Texto de origem.
_ _ _ _ _ _ _

Discurso durante a 45ª Sessão Não Deliberativa, no Senado Federal

Reflexões sobre o aumento da taxa de juros e a questão da autonomia do Banco Central.

Autor
Ideli Salvatti (PT - Partido dos Trabalhadores/SC)
Nome completo: Ideli Salvatti
Casa
Senado Federal
Tipo
Discurso
Resumo por assunto
POLITICA ECONOMICO FINANCEIRA.:
  • Reflexões sobre o aumento da taxa de juros e a questão da autonomia do Banco Central.
Aparteantes
João Capiberibe.
Publicação
Publicação no DSF de 26/04/2005 - Página 10088
Assunto
Outros > POLITICA ECONOMICO FINANCEIRA.
Indexação
  • ANALISE, POLITICA ECONOMICO FINANCEIRA, AUMENTO, TAXAS, JUROS, CONTENÇÃO, INFLAÇÃO, ORIGEM, ACRESCIMO, PREÇO, SERVIÇOS PUBLICOS, CONTRATO, EPOCA, PRIVATIZAÇÃO, EMPRESA, TELEFONIA, ENERGIA, TRANSPORTE, IMPORTANCIA, DEBATE, EFICACIA, DISCUSSÃO, POLITICA FISCAL, AMPLIAÇÃO, CREDITOS, REGISTRO, DADOS, MELHORIA, SITUAÇÃO, CONSUMIDOR.
  • QUESTIONAMENTO, PEDIDO, AUTONOMIA, BANCO CENTRAL DO BRASIL (BACEN).
  • SAUDAÇÃO, ASSINATURA, PRESIDENTE DA REPUBLICA, PROGRAMA, CREDITOS, MICROEMPRESA, PESSOA FISICA, INVESTIMENTO, PRODUÇÃO, AMPLIAÇÃO, ACESSO, REDUÇÃO, JUROS.

A SRª IDELI SALVATTI (Bloco/PT - SC. Pronuncia o seguinte discurso. Sem revisão da oradora.) - Sr. Presidente, Srªs e Srs. Senadores, na semana que passou, obtivemos a oitava alta consecutiva da taxa básica de juros. O Copom determinou o aumento em mais 0,25%. Portanto, a taxa Selic foi para 19,5%. E a reação foi quase unânime, houve uma gritaria geral neste País em todos os cantos. Houve quase uma unanimidade, com todos reclamando da elevação da taxa de juros.

_ _ _ _ _ _ _

[Registros de uma coleção]
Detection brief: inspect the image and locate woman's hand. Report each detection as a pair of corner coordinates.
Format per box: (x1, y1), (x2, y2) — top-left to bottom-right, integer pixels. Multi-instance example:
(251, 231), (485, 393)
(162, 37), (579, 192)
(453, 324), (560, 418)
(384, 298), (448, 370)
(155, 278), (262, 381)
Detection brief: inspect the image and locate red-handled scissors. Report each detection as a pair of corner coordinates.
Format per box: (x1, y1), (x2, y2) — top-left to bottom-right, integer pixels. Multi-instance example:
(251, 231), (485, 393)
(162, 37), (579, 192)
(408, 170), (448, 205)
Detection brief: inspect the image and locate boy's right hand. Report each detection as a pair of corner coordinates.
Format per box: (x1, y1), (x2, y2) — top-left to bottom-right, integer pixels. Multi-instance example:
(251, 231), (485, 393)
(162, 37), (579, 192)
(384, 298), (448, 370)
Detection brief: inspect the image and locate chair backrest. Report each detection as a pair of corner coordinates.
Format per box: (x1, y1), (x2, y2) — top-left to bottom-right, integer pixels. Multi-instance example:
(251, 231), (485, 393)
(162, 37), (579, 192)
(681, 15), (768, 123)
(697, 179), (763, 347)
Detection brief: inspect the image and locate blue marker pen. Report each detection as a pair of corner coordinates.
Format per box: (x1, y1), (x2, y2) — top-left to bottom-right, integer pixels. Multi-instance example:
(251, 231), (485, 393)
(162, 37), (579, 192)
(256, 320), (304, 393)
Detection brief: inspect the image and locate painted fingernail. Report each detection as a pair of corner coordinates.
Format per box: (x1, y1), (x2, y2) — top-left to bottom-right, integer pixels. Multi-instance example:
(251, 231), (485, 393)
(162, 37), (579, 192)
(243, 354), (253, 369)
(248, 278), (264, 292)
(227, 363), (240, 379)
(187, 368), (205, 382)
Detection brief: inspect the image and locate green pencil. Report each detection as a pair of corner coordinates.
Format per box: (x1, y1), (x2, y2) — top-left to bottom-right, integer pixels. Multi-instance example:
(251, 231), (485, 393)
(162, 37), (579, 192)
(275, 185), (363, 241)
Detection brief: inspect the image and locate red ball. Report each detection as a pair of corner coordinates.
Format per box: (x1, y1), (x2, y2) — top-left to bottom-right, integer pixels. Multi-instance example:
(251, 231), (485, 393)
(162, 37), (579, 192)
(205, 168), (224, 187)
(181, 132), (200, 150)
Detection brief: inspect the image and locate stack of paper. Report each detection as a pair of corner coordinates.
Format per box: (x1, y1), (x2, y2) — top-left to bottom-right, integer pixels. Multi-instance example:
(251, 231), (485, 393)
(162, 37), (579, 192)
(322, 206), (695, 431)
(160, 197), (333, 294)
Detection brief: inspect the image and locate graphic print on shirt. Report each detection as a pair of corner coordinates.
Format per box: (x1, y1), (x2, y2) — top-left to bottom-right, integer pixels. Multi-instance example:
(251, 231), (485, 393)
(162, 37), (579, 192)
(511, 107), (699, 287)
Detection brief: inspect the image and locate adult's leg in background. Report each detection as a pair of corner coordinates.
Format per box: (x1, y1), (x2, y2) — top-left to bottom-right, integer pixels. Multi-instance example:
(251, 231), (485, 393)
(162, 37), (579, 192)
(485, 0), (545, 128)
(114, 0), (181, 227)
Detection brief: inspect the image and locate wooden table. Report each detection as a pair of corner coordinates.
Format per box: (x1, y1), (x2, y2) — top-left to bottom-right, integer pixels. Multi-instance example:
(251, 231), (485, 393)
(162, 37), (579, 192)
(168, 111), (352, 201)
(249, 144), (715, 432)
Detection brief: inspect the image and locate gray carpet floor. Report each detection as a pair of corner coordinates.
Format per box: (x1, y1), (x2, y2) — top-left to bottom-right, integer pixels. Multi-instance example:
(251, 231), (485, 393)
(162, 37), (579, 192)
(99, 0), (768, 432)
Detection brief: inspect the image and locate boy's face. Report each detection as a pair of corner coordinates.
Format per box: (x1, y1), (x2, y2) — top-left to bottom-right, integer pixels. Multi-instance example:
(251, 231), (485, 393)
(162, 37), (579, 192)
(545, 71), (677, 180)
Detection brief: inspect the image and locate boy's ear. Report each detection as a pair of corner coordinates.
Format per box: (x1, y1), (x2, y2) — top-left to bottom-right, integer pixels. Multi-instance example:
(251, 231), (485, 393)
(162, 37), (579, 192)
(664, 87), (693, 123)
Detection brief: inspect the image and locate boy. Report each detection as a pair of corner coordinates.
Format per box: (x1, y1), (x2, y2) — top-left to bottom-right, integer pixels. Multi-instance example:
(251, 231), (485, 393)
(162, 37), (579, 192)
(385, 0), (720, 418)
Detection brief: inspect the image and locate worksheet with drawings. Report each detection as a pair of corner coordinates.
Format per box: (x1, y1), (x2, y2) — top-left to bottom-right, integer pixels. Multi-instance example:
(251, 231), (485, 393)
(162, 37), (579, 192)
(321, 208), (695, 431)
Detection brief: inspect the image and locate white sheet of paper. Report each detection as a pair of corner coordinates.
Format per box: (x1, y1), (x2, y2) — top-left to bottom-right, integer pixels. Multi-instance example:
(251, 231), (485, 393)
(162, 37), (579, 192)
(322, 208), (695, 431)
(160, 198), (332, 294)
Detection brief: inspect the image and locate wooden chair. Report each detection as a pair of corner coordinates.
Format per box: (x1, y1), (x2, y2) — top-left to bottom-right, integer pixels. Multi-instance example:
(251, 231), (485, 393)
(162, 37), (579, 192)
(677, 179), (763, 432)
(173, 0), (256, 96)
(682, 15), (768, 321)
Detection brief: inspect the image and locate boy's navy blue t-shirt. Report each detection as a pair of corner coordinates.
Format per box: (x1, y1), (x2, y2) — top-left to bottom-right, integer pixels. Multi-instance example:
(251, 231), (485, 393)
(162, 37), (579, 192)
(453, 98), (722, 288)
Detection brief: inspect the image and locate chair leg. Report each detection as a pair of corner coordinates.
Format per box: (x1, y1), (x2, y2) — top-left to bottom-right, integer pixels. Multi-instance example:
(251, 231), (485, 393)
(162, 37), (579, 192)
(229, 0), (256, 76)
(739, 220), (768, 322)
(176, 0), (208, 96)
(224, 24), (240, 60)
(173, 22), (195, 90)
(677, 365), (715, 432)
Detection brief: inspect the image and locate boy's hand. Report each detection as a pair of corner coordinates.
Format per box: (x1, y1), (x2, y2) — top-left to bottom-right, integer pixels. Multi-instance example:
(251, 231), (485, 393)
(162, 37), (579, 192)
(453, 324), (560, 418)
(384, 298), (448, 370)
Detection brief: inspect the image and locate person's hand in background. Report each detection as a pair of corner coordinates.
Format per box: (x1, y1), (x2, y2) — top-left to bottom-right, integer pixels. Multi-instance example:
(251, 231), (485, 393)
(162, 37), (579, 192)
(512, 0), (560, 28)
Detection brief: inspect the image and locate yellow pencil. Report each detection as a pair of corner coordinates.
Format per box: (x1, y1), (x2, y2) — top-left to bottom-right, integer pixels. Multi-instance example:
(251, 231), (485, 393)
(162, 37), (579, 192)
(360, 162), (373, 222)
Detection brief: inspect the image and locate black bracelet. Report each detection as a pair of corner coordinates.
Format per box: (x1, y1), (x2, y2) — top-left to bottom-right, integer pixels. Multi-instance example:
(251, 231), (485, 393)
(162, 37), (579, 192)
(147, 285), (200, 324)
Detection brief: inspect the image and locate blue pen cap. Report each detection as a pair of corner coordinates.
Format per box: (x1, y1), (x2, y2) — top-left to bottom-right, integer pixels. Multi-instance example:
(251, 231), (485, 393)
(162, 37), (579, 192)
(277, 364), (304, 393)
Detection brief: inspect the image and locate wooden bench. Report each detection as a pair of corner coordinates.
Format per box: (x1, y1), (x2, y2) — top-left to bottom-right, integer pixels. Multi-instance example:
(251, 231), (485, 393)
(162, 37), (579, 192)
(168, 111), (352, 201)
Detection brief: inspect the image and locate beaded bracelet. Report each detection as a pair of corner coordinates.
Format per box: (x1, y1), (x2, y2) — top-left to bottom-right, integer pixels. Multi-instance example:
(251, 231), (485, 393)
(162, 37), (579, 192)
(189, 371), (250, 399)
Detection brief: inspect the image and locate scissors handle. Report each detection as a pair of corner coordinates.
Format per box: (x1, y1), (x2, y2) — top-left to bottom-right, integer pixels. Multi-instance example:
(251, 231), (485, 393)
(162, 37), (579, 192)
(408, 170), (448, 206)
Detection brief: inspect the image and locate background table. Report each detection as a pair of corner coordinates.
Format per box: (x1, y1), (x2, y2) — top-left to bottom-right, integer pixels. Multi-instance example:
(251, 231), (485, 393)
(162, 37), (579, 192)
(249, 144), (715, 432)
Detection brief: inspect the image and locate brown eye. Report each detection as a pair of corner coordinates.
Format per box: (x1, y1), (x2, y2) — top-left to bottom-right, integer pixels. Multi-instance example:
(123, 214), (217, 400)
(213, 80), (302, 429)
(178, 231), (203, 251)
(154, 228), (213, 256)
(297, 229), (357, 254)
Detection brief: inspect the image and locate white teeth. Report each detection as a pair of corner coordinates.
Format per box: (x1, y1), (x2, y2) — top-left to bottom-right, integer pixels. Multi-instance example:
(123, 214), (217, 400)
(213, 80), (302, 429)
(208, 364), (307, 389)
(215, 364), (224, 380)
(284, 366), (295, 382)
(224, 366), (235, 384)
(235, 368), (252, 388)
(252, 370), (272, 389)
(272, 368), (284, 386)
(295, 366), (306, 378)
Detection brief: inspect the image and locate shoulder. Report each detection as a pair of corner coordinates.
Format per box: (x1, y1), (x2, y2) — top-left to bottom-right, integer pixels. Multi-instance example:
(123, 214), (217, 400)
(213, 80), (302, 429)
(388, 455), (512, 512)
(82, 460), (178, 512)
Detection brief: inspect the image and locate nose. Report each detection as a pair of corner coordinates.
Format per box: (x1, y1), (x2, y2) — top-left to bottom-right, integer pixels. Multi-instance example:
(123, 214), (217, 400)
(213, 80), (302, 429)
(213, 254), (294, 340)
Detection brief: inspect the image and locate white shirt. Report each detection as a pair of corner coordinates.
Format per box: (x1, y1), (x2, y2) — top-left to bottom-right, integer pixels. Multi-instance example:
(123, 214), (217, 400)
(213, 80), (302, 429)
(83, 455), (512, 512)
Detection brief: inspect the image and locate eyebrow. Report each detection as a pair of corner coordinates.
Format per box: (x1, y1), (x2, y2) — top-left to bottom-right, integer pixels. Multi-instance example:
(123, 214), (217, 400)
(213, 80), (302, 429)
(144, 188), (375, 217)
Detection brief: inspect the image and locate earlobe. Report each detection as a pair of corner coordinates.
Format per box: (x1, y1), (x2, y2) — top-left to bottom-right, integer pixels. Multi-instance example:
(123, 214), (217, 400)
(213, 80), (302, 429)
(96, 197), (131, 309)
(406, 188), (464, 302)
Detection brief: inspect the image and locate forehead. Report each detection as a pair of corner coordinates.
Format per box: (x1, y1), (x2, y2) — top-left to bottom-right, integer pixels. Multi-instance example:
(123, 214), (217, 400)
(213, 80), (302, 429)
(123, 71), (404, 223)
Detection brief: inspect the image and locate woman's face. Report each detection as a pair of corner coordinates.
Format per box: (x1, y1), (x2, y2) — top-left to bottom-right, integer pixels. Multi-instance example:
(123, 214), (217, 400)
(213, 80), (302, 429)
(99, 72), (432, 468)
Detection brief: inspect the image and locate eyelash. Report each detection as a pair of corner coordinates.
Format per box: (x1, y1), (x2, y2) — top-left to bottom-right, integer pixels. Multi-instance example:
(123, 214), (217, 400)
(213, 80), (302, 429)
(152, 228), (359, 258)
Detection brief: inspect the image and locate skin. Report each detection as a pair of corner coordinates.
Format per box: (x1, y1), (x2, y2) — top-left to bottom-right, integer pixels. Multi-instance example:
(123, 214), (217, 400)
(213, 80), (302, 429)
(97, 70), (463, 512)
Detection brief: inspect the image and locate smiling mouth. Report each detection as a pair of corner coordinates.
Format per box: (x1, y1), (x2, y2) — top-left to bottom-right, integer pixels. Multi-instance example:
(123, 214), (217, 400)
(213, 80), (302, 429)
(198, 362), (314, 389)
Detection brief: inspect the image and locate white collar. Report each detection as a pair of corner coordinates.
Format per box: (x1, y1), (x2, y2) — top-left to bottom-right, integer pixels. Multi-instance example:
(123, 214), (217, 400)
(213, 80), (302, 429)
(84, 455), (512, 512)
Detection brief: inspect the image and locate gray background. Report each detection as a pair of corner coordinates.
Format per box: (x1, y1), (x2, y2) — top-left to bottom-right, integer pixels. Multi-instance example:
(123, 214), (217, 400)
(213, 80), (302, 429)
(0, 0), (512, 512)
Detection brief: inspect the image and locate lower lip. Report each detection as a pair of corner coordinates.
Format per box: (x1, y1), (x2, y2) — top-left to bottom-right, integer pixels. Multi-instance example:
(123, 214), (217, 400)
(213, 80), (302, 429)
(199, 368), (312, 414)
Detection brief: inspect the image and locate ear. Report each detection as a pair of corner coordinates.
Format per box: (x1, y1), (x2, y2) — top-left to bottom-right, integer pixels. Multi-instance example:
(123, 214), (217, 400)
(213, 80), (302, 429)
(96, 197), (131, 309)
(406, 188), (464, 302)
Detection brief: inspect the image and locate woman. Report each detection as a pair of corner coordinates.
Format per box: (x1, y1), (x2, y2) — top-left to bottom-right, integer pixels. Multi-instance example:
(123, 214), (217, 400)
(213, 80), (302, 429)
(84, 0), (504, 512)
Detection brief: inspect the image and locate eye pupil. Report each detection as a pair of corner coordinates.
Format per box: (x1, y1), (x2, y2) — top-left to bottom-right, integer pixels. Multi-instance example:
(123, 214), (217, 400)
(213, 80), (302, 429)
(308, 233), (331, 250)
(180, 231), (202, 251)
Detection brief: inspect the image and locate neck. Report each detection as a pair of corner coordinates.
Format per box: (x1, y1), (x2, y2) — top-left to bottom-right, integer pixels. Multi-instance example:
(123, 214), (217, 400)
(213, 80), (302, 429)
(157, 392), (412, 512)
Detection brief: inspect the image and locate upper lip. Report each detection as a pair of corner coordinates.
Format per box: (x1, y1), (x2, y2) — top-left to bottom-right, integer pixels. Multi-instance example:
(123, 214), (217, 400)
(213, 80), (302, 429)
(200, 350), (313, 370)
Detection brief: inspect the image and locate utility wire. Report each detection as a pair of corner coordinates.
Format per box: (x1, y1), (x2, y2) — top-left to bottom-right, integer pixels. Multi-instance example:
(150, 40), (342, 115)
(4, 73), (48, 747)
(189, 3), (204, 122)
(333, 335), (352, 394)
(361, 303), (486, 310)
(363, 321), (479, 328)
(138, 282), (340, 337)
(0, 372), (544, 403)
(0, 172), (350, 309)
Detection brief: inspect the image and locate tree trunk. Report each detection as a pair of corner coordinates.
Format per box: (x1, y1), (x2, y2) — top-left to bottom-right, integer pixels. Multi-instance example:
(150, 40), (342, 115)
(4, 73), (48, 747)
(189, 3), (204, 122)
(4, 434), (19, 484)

_ _ _ _ _ _ _

Tarefas a realizar.
1. Responda às perguntas sobre o discurso, uma por linha:
(a) Quem aparece como aparteante?
(b) Em que data e em que página o discurso foi publicado no DSF?
(c) Para quanto foi a taxa Selic após o aumento determinado pelo Copom?
2. Liste os setores de empresas que a indexação do discurso menciona logo após "PRIVATIZAÇÃO, EMPRESA".
Os itens não têm nenhum papel nesta atividade.

Respostas do exercício.
1.
(a) João Capiberibe.
(b) Em 26/04/2005, na página 10088.
(c) Para 19,5%.

2. Telefonia, energia e transporte.